2-3.修繕仕様の決定

設計事務所が正式に決定したのでいよいよ本格的な作業の開始となります。

建築士法の改正を受けて、設計監理の委託契約を締結するには契約前に管理建築士から「重要事項説明」を受けて契約する必要がありますので、理事長がその説明を受けて正式に契約を締結しました。

次に基本的な設計プランを提示してもらいますが、その前に追加で現地調査を実施することになりました。
理由は、管理会社が昨年実施した「建物診断及び報告書」に基づいて、基本的な仕様を考えていましたが、詳細な設計を行うには、上裏(ベランダの天井)の中性化試験塗膜の付力試験のデーターが不足しているとのことでした。

設計事務所による追加の調査を経て、「調査報告書」と「基本設計仕様書」が出来上がります。私たちは、上記書類の説明を受けて、現在の建物の状況と修繕が必要な箇所の確認を行います。
そして、その後に各仕様についての設計価格の提示を受け、修繕積立金の残高や昨年作成した長期修繕計画とも照らし合わせながら最終仕様を決めていきました。

> [与えられたデータ]
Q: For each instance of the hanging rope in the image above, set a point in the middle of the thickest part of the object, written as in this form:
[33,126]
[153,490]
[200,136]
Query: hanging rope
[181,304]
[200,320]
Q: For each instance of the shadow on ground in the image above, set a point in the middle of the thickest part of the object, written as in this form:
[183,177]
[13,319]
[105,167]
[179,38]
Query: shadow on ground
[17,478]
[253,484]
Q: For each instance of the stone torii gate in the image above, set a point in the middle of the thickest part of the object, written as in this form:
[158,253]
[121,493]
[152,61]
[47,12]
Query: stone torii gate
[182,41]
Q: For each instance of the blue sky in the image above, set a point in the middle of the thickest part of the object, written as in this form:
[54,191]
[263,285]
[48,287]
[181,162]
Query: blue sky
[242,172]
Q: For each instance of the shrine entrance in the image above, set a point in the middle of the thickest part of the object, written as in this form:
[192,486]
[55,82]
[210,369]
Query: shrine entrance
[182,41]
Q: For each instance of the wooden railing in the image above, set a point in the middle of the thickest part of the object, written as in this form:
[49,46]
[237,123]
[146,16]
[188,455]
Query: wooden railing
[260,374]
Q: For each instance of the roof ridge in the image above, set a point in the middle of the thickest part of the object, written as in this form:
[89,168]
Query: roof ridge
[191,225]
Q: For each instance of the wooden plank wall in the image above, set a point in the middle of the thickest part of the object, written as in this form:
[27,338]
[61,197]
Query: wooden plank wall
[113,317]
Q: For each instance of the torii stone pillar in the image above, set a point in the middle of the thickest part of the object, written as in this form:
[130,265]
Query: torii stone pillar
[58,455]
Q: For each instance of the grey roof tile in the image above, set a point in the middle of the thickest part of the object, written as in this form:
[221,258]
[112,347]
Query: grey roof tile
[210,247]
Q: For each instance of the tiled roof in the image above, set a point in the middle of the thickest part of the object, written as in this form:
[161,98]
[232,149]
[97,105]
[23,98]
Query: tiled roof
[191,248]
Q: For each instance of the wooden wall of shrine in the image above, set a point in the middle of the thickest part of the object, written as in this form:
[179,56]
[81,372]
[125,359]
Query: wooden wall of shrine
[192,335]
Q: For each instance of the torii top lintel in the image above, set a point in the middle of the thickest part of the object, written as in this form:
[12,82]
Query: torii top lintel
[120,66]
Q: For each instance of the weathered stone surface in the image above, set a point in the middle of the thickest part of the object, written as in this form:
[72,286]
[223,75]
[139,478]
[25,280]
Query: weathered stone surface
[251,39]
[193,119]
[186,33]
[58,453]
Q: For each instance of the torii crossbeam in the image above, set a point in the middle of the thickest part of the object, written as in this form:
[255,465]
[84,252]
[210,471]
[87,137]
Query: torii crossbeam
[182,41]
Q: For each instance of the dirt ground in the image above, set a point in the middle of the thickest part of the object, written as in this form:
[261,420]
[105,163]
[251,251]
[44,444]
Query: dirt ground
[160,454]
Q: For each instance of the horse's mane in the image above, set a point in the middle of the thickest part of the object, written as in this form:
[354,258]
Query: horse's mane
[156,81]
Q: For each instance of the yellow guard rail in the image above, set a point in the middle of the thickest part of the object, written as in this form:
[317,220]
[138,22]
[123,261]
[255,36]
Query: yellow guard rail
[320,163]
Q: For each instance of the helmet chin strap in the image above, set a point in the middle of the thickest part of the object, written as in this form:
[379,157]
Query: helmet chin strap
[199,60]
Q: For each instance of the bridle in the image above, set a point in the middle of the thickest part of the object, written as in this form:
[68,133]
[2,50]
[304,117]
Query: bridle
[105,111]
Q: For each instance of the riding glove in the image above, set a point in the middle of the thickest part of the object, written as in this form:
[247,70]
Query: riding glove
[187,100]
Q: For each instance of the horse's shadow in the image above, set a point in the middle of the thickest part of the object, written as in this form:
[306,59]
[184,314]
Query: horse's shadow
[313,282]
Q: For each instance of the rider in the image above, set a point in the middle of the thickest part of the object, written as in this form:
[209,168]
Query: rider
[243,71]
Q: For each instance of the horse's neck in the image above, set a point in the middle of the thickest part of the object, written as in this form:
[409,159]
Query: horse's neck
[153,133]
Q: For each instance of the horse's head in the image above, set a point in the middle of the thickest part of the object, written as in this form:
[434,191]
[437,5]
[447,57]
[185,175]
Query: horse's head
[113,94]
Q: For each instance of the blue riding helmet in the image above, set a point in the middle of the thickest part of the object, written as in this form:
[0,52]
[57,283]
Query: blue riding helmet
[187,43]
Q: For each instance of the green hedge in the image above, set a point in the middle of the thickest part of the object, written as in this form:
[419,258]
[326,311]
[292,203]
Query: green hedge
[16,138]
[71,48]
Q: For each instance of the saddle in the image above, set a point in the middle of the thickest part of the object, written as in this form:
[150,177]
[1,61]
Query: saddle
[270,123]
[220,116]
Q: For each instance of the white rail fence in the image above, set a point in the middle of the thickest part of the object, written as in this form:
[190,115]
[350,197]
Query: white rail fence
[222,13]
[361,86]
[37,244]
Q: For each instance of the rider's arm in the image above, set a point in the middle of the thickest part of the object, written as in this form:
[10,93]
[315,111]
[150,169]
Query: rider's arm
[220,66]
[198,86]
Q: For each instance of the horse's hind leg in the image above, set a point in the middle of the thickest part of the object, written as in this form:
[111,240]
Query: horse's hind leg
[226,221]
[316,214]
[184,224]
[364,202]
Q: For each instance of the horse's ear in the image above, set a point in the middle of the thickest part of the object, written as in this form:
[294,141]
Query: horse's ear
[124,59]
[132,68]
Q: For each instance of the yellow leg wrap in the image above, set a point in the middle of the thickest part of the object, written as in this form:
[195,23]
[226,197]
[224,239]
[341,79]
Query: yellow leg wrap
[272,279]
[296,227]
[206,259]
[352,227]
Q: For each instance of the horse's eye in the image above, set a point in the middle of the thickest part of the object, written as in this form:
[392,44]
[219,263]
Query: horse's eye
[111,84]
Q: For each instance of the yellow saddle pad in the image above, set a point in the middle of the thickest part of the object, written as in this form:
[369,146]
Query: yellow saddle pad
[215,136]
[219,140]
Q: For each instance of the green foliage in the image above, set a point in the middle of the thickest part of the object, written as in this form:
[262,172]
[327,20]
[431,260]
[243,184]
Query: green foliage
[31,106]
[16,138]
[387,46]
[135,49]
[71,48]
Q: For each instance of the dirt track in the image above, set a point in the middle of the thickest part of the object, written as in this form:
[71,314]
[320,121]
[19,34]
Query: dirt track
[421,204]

> [課題の説明]
修繕仕様の決定についての抜粋を読んで、次の問いに答えてください。
(a) 設計監理の委託契約を結ぶ前に、誰から何の説明を受ける必要がありますか。
(b) 設計事務所による追加の調査を経て、どの二つの書類が出来上がりますか。
(c) 設計価格の提示を受けた後、最終仕様を決めるときに照らし合わせたものは何ですか。

> [課題の答え]
(a) 管理建築士から「重要事項説明」を受ける必要があります。
(b) 「調査報告書」と「基本設計仕様書」です。
(c) 修繕積立金の残高と、昨年作成した長期修繕計画です。